-- begin --

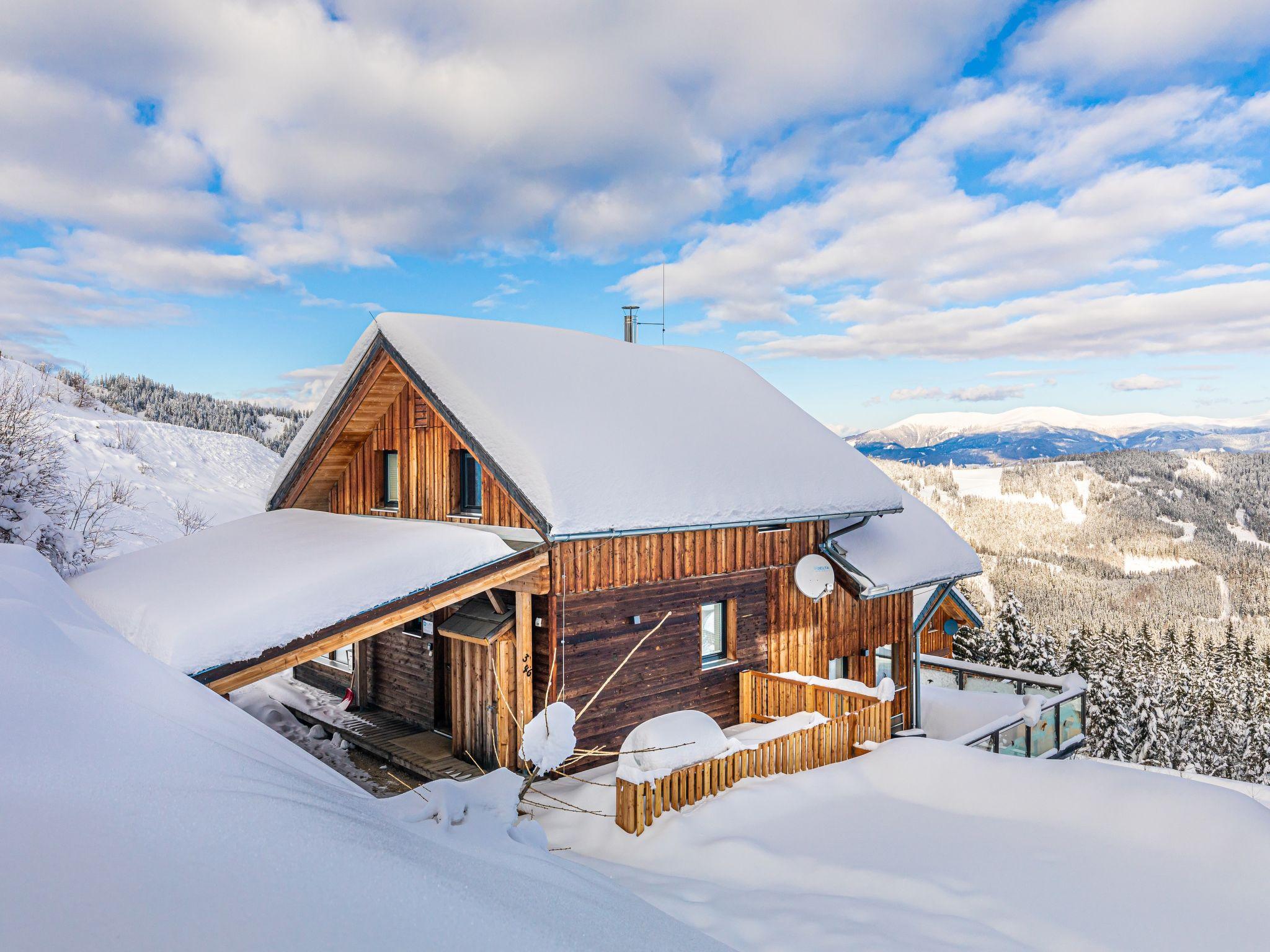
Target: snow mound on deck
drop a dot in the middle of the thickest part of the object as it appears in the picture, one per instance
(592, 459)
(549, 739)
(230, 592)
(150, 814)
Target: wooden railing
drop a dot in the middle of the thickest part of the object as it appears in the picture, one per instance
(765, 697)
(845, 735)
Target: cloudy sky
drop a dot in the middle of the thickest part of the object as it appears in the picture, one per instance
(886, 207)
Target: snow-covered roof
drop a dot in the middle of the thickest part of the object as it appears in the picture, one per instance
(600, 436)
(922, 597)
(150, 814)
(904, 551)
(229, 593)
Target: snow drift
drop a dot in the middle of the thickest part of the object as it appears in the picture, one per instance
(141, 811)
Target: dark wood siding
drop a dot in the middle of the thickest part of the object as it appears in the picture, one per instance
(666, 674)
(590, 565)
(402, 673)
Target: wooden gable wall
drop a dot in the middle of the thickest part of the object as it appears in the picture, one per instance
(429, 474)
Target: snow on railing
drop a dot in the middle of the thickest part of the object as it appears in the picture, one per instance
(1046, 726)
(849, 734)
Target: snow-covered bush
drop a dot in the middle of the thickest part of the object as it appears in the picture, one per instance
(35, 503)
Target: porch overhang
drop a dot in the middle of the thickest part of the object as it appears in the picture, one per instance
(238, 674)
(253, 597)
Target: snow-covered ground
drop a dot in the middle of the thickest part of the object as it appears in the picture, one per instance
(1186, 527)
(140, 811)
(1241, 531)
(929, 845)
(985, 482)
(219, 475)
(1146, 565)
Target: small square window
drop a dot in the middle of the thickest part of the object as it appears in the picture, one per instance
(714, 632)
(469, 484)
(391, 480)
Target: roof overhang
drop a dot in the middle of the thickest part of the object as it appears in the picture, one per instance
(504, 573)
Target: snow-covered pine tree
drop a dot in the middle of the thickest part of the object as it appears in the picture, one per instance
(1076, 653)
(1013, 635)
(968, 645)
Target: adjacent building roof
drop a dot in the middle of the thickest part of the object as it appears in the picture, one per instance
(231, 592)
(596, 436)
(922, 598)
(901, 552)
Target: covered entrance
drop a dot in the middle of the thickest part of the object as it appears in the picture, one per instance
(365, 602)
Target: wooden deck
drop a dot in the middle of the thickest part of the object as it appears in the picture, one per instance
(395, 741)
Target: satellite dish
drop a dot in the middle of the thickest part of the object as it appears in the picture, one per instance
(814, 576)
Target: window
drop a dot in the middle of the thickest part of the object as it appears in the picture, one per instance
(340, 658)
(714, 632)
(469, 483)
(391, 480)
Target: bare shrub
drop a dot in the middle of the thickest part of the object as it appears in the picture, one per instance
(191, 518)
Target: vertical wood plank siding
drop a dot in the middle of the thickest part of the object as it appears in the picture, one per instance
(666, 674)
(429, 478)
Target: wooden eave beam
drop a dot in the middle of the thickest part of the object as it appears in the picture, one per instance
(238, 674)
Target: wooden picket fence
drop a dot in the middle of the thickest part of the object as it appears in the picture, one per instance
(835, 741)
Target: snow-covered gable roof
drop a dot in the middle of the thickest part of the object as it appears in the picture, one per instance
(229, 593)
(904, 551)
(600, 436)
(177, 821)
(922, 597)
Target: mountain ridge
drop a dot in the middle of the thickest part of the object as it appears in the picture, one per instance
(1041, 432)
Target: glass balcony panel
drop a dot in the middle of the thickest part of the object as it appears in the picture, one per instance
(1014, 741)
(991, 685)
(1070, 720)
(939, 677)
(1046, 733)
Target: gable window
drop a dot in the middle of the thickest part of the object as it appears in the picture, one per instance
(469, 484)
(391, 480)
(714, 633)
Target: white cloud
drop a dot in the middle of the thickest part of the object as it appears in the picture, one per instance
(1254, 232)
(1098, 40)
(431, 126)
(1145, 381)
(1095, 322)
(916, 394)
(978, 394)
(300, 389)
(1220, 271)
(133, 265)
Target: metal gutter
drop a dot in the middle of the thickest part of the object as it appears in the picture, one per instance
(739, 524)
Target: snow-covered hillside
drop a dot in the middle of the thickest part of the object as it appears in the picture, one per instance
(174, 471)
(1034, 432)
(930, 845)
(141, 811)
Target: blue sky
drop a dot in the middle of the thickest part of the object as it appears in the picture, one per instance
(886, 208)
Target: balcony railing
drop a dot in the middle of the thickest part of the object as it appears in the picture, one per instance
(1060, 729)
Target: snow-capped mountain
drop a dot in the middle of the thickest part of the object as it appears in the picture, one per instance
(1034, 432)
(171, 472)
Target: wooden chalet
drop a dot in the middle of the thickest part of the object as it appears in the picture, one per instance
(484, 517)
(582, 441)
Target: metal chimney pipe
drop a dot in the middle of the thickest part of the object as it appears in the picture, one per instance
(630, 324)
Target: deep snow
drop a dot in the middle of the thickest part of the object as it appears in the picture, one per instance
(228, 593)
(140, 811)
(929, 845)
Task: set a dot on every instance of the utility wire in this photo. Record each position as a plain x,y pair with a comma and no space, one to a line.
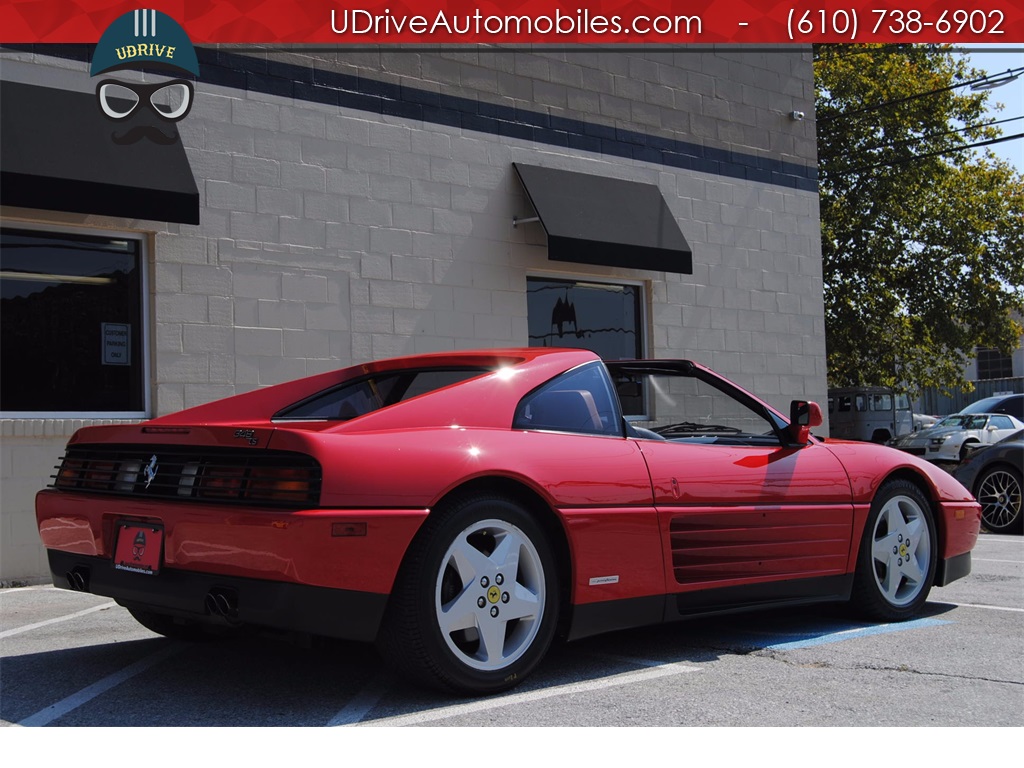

-- end --

• REQUIREMENT
Leave the pictures out, and print every line of the listing exactly as written.

• FINAL RESULT
Target: snow mound on deck
drop a dot in the middle of the thickest part of the object as it appears in the picture, one per instance
(592, 459)
(549, 739)
(230, 592)
(150, 814)
Target: wooden railing
drop a dot in the middle of the thickest part of the object as it appears in the picture, one per instance
(765, 697)
(845, 735)
Target: cloudy sky
drop a dot in the middle of the thickest part of the object as it appears in the picture, one per instance
(886, 207)
Target: snow-covered roof
drop a dot in the middle of the thickest part of the object as it appears in the picture, one per instance
(600, 436)
(922, 597)
(150, 814)
(904, 551)
(229, 593)
Target: snow drift
drop a dot in the middle of the thickest part of the object as it appears in the picture, one per instance
(141, 811)
Target: dark wood siding
drop a dot in the middle of the thickest part of the object as it appears in the picture, one per instance
(666, 674)
(590, 565)
(402, 673)
Target: wooden gable wall
drop a dot in the middle of the thickest part of the object as it appears in the picture, one per instance
(429, 474)
Target: snow on railing
drop a dot in the middle of the thickest part of the object as it appears in the picture, one per instance
(1046, 726)
(849, 734)
Target: snow-covered bush
drop a dot in the middle of the thickest part of the object as it appears in the picture, one per instance
(35, 503)
Target: porch overhang
drop a dot in the middle of the thickest part of the object as it appears in the picture, one per instance
(238, 674)
(253, 597)
Target: snow-covered ground
drop a dot in the middle of the thickest part of the object as it appears in the picture, one per instance
(1186, 527)
(140, 811)
(1241, 531)
(929, 845)
(985, 482)
(219, 475)
(1146, 565)
Target: small square window
drop a dot in the middle of the thickest part of the object as it appears in the picture, one per instance
(714, 632)
(469, 484)
(391, 480)
Target: roof overhang
drop a dot in the middle of the thickest part of the object as it appears in the picture, one per instance
(504, 573)
Target: snow-covered pine tree
drop a dot in the middle of the thickest part of the object as it appears in the picture, one per instance
(1076, 653)
(1013, 635)
(968, 645)
Target: adjacent building roof
drop a dot in the middle of the thickest part of the object as it appears in the picture, one per instance
(231, 592)
(596, 436)
(922, 598)
(901, 552)
Target: covered entrance
drop a dot in the middle of the thickest part of the object as it appears in the picture, one per instance
(365, 602)
Target: wooden deck
drop a dot in the middle of the thickest part of the object as it appears in the picture, one per instance
(395, 741)
Target: satellite dish
drop a dot in the middle of the thickest part of the object as it appears in the picture, one per instance
(814, 576)
Target: window
drop a dot in the middle of the thickest part of the object as it appears in the picture, one per instance
(340, 658)
(714, 632)
(469, 483)
(391, 480)
Target: bare shrub
drop a dot in the middle of the thickest part of the object as it appears in the picture, one per instance
(191, 518)
Target: vertical wood plank siding
drop a dot in the middle of the thickest part of the object as it appears in the picture, one per instance
(666, 674)
(429, 478)
Target: wooden eave beam
drop a dot in the middle of the thickest part of the object as it appears in the picture, one per instance
(238, 674)
Target: wooden picket fence
drop a dot in the middle of the thickest part of the object as it appears in the picture, one per instance
(835, 741)
Target: snow-covered gable roof
drop a dot in the middle of the thickest part of the object as it appears in the picture, one per instance
(229, 593)
(904, 551)
(600, 436)
(177, 821)
(922, 597)
Target: mountain ridge
drop a dot in the middle of the thickest part of the object as it appears in the picture, one per instance
(1041, 432)
Target: glass balcony panel
drop a dot in the middle of the thickest part of the object as it appears in the picture, one per instance
(1014, 741)
(991, 685)
(1070, 720)
(939, 677)
(1046, 733)
Target: gable window
drop a dot in the middle of the thickest part of the object as it appears in the picture, one per instance
(469, 484)
(391, 480)
(714, 633)
Target: white cloud
drop a dot in the middle of the thickest part of the object as it appears in the picture, one per instance
(1254, 232)
(1098, 40)
(431, 126)
(1145, 381)
(1095, 322)
(916, 394)
(978, 394)
(300, 389)
(1220, 271)
(133, 265)
Target: metal gutter
drop a dot in the middle of the thickest part of the object as it appears in the picture, one per instance
(739, 524)
Target: snow-covered hillside
drop a dot in the middle of the thickest part of the object as it appears in the picture, one per instance
(174, 471)
(1034, 432)
(930, 845)
(141, 811)
Target: blue sky
drop a dot in the middle of the thickest part of the object as it appears in the picture, one per instance
(886, 208)
Target: balcony railing
drop a dot in the middle of the thickest part of the object as it appears in the picture, one per instance
(1060, 729)
Target: snow-capped mountain
drop a dot in the middle of the thickest part of the object as it appears in the picture, one per instance
(1034, 432)
(171, 472)
Target: wooden chalet
drop a dot in the middle of the thickest part of the object as it appears in the picture, one per instance
(484, 517)
(582, 441)
Target: metal chimney pipe
drop a dot in the middle of the thickest part of the object as it appears in the picture, one per instance
(630, 324)
Target: deep snow
drop a dot in the middle of the thickest part of the object as it appears in the picture, one per instance
(228, 593)
(140, 811)
(929, 845)
Task: set a dot on every instance of the utility wire in this photo. Record each position as a plain x,y pair with a comma and no space, one to a line.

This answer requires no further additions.